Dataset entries
═══

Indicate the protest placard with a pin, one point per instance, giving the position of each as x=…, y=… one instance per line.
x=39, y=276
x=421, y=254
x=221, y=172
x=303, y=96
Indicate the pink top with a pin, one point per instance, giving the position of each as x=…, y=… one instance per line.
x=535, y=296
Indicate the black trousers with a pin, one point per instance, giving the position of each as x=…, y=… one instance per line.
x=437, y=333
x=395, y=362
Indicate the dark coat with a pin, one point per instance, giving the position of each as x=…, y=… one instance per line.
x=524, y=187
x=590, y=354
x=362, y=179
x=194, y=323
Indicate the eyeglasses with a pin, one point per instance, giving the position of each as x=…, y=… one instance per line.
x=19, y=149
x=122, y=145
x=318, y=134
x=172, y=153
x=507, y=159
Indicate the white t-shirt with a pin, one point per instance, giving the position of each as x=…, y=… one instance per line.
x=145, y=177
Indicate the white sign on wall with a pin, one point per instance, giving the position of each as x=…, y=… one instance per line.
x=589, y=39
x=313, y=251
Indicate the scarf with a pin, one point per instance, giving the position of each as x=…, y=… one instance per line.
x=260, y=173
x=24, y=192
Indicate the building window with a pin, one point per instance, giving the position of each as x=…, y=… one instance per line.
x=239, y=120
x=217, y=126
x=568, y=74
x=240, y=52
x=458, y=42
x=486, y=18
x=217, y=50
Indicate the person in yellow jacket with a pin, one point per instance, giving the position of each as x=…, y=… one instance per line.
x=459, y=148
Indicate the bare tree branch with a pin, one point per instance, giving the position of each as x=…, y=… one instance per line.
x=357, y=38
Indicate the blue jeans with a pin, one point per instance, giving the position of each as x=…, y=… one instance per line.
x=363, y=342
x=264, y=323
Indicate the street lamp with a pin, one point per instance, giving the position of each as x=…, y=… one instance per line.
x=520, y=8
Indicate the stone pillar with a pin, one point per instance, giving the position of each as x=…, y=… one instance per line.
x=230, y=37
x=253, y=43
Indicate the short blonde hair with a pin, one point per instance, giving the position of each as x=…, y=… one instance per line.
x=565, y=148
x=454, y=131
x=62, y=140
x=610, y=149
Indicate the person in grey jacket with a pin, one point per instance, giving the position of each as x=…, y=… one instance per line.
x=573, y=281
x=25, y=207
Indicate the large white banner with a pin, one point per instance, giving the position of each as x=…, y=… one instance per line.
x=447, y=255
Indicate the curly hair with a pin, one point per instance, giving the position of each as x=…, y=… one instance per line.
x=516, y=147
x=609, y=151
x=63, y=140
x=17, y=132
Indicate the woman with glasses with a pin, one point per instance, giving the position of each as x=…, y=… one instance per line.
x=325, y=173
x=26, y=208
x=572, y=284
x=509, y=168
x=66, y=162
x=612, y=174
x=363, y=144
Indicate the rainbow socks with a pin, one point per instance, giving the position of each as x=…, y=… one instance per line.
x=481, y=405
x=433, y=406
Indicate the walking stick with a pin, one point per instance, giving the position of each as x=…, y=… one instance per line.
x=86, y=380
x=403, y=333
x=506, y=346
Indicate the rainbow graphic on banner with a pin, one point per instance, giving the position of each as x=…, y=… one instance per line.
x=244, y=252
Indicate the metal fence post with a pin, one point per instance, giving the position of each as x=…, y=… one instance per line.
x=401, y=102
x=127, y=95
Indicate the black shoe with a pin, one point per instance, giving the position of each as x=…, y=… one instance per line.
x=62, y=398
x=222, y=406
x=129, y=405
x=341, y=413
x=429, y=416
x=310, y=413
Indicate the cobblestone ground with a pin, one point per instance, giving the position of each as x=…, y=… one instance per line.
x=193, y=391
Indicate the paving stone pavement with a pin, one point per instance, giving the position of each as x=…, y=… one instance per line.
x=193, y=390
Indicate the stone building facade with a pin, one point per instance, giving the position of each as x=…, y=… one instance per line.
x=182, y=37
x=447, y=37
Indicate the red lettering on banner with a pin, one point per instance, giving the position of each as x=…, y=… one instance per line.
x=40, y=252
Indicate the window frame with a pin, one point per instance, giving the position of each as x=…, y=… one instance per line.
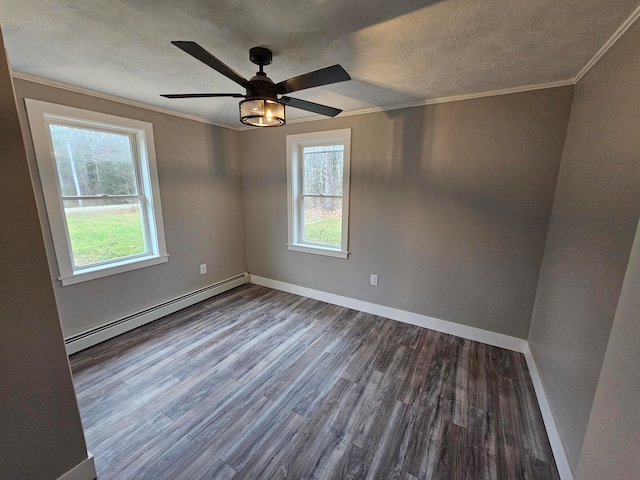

═══

■ EXERCISE ■
Every line from the one containing "Indicate the metal" through the last line of the data, both included, is to be repeated exactly; the pictures are to be left out.

■ RESPONSE TO THE TASK ■
Indicate the metal fence post with a pin, one point per instance, giving the position of each as x=…, y=… one instance per line.
x=401, y=102
x=127, y=95
Indicate the black shoe with a pin, one point per instance, giving the position of each as x=…, y=… one instance per line.
x=62, y=398
x=222, y=406
x=129, y=405
x=341, y=413
x=429, y=416
x=310, y=413
Indicate the cobblestone ground with a pin, one point per instance, giving the position of each as x=…, y=… one instance per line.
x=193, y=391
Indicate the paving stone pavement with a pin, one point per instance, giving the position of each as x=…, y=… one instance per line.
x=193, y=390
Indicate the stone building facade with a pin, one point per instance, giving the position of each as x=…, y=… one instance per line.
x=182, y=37
x=447, y=37
Indicate the red lettering on banner with a pin, one point per instance, giving the position of each as x=…, y=… one instance per line.
x=40, y=252
Indicate the window frame with a pin, one point per instance, giving the position of each as x=…, y=… one instance per line.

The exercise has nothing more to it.